• **Conjunto de tarefas**:
**a.** Na resenha do livro sobre a morte, a citação da página 72 enumera aquilo por que passamos a vida esperando. Liste todos esses itens.
**b.** Dê continuidade à resenha do livro sobre a morte a partir do ponto em que ela termina.

• **Excerto**:
□ □ □
Por outro lado, o livro talvez tenha cumprido seu objetivo se foi escrito para leigos. Realmente o brasileiro evita tanto quanto pode falar sobre o morrer e muitas vezes confunde a ortotanásia (morte no momento correto) com a eutanásia (morte antecipada). Nesse ponto, talvez o livro seja adequado, mesmo que seja da minha opinião que quase o livro inteiro poderia ser resumido na ideia de que é difícil morrer bem se a pessoa não viveu bem.
A partir daí, o meio do livro é dedicado não muito ao morrer, mas ao citar como a pessoa deveria viver melhor para não ter arrependimentos na hora da morte. Trabalhar menos, amado mais, chorado mais, sair mais com os amigos, etc e eu poderia continuar aqui citando Epitáfio dos Titãs mas prefiro não me alongar. O carpe diem ainda fica claro nesta passagem (página 72): "Quando passamos a vida esperando pelo fim do dia, pelo fim de semana, pelas férias, pelo fim do ano, pela aposentadoria, estamos torcendo para que o dia da nossa morte se aproxime mais rápido."
□ □ □
• **Trechos dos registros**:
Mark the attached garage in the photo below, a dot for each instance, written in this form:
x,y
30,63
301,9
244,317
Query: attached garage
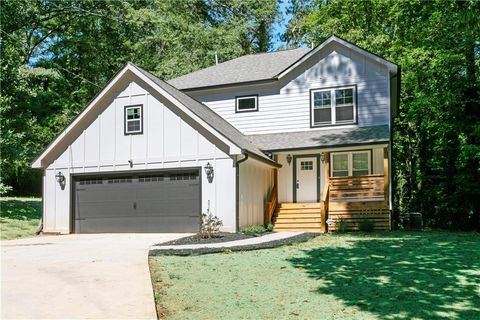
x,y
137,158
159,201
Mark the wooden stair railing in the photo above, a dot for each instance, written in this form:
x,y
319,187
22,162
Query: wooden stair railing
x,y
324,208
271,205
354,199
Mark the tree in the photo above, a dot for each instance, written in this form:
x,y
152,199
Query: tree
x,y
436,145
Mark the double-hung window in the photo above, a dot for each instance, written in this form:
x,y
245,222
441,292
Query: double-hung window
x,y
133,119
333,106
355,163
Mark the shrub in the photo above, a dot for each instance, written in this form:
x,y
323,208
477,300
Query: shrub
x,y
4,189
366,225
341,225
256,229
209,225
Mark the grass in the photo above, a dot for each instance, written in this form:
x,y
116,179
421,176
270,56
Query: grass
x,y
19,217
396,275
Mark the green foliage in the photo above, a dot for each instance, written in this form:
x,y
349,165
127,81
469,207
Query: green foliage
x,y
19,217
257,229
209,225
436,142
366,225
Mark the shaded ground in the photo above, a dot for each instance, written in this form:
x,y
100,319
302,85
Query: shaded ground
x,y
219,237
395,275
19,217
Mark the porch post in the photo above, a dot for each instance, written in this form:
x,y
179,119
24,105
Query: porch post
x,y
386,188
324,199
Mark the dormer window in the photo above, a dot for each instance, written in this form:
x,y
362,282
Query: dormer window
x,y
333,106
246,103
134,119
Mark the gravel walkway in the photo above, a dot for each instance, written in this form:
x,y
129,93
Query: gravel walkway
x,y
270,240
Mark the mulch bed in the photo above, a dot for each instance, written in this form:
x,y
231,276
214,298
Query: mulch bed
x,y
265,245
219,237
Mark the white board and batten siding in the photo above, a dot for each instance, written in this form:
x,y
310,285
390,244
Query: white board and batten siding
x,y
255,185
167,141
285,105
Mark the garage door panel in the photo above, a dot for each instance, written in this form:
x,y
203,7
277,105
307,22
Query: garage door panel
x,y
138,225
104,209
160,202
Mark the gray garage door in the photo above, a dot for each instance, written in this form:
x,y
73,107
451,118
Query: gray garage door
x,y
153,202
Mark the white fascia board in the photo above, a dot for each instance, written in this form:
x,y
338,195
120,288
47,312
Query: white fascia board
x,y
234,149
37,163
390,66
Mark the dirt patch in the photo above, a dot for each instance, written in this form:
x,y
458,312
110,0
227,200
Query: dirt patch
x,y
219,237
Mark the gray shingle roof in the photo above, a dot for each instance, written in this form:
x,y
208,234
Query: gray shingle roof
x,y
209,116
254,67
320,138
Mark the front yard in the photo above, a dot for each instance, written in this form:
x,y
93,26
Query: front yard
x,y
19,217
396,275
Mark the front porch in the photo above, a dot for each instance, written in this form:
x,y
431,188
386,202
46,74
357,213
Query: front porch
x,y
347,200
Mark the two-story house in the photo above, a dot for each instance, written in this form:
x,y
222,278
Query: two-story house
x,y
299,138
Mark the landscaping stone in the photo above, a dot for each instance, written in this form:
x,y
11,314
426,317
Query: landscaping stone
x,y
271,240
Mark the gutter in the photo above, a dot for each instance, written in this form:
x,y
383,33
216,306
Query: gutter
x,y
257,157
237,191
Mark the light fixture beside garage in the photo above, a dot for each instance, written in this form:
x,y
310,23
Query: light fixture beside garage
x,y
289,158
60,179
209,172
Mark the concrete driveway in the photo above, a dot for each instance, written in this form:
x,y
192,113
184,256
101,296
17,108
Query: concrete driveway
x,y
98,276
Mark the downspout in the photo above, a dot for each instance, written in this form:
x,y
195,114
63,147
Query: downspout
x,y
40,224
237,191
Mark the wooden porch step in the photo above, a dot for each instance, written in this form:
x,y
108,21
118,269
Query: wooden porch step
x,y
316,230
299,211
297,215
305,205
298,220
298,225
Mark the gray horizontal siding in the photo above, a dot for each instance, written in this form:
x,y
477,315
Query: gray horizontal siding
x,y
285,106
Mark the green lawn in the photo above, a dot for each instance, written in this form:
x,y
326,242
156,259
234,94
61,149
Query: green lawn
x,y
429,275
19,217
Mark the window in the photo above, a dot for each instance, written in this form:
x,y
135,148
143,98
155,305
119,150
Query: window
x,y
356,163
246,103
133,119
306,165
333,106
340,165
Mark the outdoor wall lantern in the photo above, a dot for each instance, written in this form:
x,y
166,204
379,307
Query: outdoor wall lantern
x,y
60,179
209,172
289,158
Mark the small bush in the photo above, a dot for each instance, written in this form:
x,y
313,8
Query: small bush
x,y
366,225
256,229
209,225
341,225
4,189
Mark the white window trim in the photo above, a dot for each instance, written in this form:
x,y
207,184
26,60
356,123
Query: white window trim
x,y
138,106
237,99
333,106
350,161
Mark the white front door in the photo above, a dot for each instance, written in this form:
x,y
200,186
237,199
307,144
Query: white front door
x,y
306,183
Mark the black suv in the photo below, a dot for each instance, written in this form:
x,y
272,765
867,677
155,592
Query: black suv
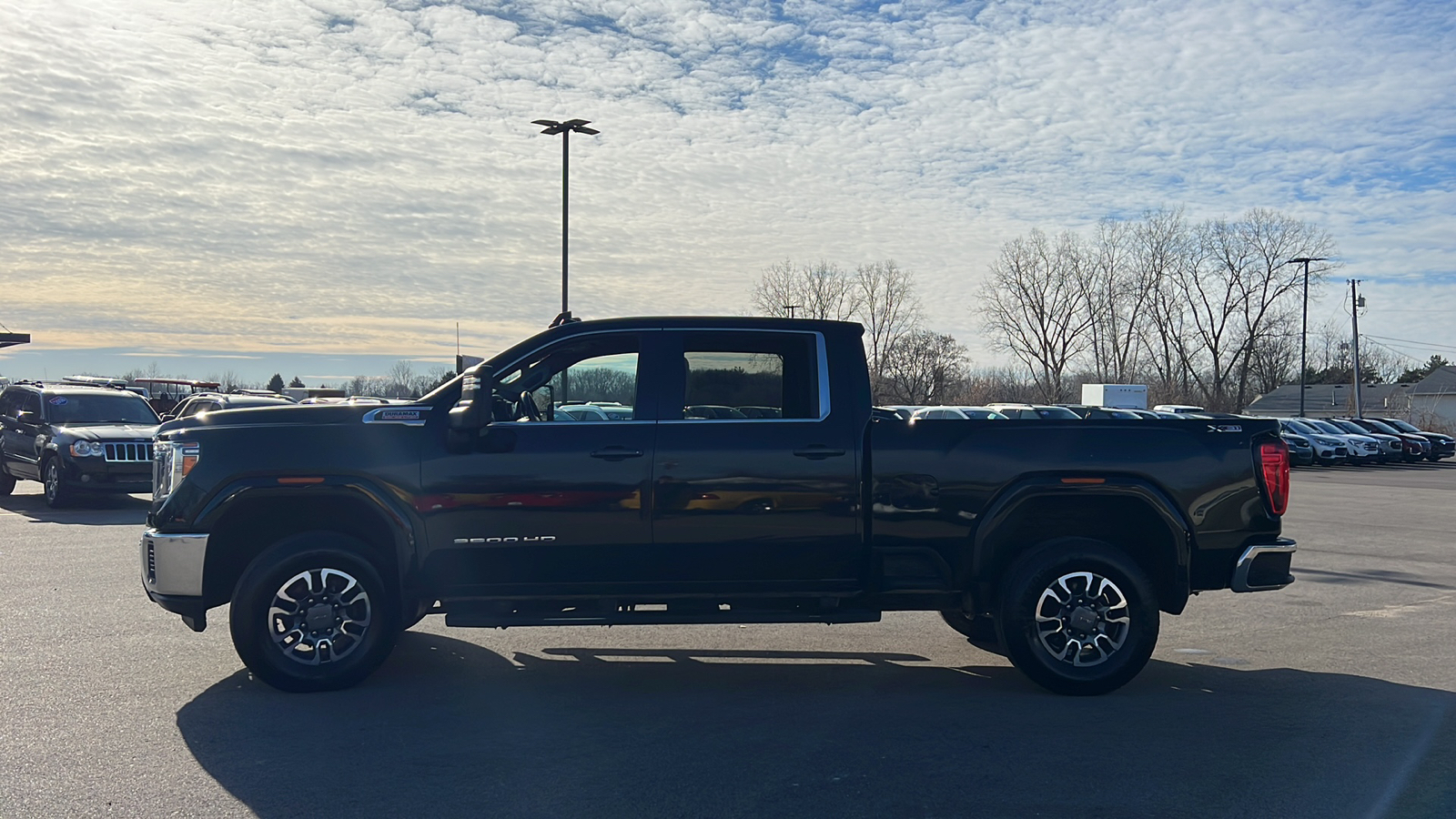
x,y
75,439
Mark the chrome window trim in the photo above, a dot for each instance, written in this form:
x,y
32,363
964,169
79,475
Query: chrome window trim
x,y
823,378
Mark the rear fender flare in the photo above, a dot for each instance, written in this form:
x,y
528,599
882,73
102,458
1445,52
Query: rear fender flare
x,y
990,552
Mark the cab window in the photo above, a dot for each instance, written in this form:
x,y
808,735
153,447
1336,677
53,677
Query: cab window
x,y
592,379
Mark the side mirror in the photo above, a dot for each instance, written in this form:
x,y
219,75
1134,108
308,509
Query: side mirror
x,y
472,413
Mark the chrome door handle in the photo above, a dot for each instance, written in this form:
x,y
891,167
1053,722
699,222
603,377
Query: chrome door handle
x,y
817,452
616,453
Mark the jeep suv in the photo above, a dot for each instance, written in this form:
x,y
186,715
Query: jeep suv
x,y
75,439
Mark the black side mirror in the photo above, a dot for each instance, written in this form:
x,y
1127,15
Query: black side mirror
x,y
472,413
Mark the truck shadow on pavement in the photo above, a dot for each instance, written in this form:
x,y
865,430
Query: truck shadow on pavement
x,y
451,729
92,511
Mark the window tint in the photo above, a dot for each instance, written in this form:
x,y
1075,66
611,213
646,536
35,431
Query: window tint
x,y
750,375
580,375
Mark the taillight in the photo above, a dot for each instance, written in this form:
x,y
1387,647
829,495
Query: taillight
x,y
1274,464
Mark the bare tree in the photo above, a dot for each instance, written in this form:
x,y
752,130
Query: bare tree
x,y
1034,307
808,292
1270,286
922,368
1161,247
1118,293
888,308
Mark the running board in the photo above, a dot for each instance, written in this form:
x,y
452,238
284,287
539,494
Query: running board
x,y
472,617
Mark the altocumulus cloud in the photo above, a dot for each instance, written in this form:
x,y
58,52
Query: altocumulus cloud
x,y
347,177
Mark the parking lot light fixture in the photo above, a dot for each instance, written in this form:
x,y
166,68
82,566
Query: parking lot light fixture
x,y
552,127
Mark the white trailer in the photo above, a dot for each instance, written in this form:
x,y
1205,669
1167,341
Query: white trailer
x,y
1120,395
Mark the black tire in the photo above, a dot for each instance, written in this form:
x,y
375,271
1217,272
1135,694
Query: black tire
x,y
977,630
334,586
57,494
1098,617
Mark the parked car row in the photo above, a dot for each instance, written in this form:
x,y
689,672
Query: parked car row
x,y
1310,440
1361,440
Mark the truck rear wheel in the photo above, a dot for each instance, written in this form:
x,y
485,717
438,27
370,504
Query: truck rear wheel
x,y
312,614
979,632
1077,617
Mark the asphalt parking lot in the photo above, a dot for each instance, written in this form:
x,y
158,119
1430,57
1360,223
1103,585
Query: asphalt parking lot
x,y
1332,698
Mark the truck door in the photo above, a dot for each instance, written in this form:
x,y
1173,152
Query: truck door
x,y
546,499
19,450
756,477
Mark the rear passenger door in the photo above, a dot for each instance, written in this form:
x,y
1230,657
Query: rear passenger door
x,y
754,503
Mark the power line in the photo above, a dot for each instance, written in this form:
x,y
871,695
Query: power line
x,y
1416,343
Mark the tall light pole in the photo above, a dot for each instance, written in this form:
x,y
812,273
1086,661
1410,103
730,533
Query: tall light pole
x,y
1356,302
1303,327
565,130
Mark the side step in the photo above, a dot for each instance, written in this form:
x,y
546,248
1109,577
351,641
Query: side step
x,y
487,614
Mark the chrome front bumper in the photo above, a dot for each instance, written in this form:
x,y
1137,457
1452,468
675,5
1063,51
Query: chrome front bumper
x,y
1264,567
172,564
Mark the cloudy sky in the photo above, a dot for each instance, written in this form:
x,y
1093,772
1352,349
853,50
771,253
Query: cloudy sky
x,y
325,187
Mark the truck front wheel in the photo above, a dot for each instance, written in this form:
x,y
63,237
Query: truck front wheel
x,y
312,614
1077,617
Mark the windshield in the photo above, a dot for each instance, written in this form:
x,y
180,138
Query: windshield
x,y
99,409
1380,428
1300,428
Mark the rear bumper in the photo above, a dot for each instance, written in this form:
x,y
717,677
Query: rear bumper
x,y
1264,567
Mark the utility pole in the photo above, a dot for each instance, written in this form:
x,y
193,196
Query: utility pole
x,y
1303,329
1356,302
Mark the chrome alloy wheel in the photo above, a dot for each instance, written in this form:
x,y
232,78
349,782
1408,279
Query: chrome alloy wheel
x,y
1082,618
319,615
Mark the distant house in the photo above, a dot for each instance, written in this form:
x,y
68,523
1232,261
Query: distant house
x,y
1332,399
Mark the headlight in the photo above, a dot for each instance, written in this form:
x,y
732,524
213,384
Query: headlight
x,y
174,460
87,450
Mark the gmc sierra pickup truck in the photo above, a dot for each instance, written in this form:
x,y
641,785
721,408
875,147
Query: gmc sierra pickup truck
x,y
1055,544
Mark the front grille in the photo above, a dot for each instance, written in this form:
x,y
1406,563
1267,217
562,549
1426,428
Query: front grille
x,y
130,452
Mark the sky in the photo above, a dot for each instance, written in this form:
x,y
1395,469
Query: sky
x,y
327,187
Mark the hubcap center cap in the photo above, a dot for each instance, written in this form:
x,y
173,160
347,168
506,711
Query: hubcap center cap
x,y
319,617
1082,618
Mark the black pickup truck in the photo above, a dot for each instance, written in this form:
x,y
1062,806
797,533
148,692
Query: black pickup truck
x,y
1056,544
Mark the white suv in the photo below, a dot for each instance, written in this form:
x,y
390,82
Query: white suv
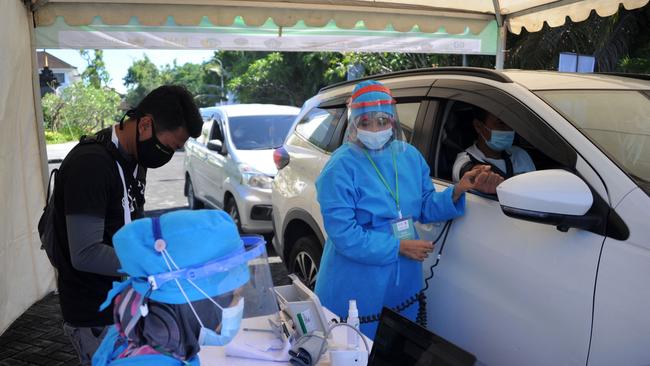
x,y
231,165
552,271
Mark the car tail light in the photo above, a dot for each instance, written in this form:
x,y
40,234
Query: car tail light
x,y
280,157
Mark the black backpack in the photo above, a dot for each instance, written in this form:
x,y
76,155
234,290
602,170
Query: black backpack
x,y
46,224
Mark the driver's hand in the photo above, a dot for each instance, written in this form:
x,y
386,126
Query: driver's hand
x,y
481,178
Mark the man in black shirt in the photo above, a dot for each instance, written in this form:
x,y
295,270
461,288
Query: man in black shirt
x,y
100,188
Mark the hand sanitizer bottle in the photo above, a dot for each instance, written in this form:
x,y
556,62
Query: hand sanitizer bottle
x,y
353,320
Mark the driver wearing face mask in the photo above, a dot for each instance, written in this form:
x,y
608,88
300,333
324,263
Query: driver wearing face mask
x,y
494,147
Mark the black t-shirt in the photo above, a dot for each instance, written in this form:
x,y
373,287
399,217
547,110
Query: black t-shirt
x,y
89,183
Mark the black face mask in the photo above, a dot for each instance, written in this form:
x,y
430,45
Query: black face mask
x,y
151,153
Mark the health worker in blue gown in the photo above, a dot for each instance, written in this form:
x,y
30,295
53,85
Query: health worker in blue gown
x,y
371,192
190,274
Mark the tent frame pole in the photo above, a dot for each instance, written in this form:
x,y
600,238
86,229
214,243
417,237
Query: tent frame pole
x,y
501,36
□ □ □
• **Respostas**:
**a.**
- o fim do dia
- o fim de semana
- as férias
- o fim do ano
- a aposentadoria

**b.**
A autora também não consegue se despir de suas crenças mesmo no capítulo "A dimensão espiritual do sofrimento humano", apesar de pregar que esse deve ser o caminho diante da morte, deixando claro a influência da medicina e da religião oriental sobre a autora. O capítulo sobre o luto é curtíssimo e senti falta de mais relatos da experiência da autora com a morte.
Ao fim, o livro retoma a assertividade do seu início, muito tarde para se salvar aos meus olhos. É curioso ainda que a autora deixe escapar na reta final do livro que sai de casa muitas vezes antes das 6h da manhã e volte depois das 23h. No livro, ela não parece incomodada com isso, mas não deixa de ser irônico este comentário após tantas passagens criticando o excesso de trabalho.
Dessa forma, não recomendaria esse livro a qualquer pessoa que já tenha discutido sobre a morte ou parado para pensar sobre ela. Dificilmente lerá algo novo nessas páginas e encontrará muito pouco sobre cuidados paliativos. Válido talvez pelas grandes citações sobre a morte distribuídas pelo livro, das quais cito a seguir as minhas preferidas:
"Não tenho medo da morte
mas medo de morrer, sim
a morte é depois de mim
mas quem vai morrer sou eu
o derradeiro ato meu
e eu terei de estar presente
assim como um presidente
dando posse ao sucessor
terei que morrer vivendo
sabendo que já me vou"
- Gilberto Gil (página 59)
"Seja como espectadores, seja como protagonistas, a morte é um espaço onde as palavras não chegam."
- Rilke (página 63)
"Qual é a coisa mais assombrosa do mundo, Yudhisthira? E Yudhisthira respondeu, 'A coisa mais assombrosa do mundo é que ao redor de nós as pessoas podem estar morrendo e não percebemos que isso pode acontecer conosco'."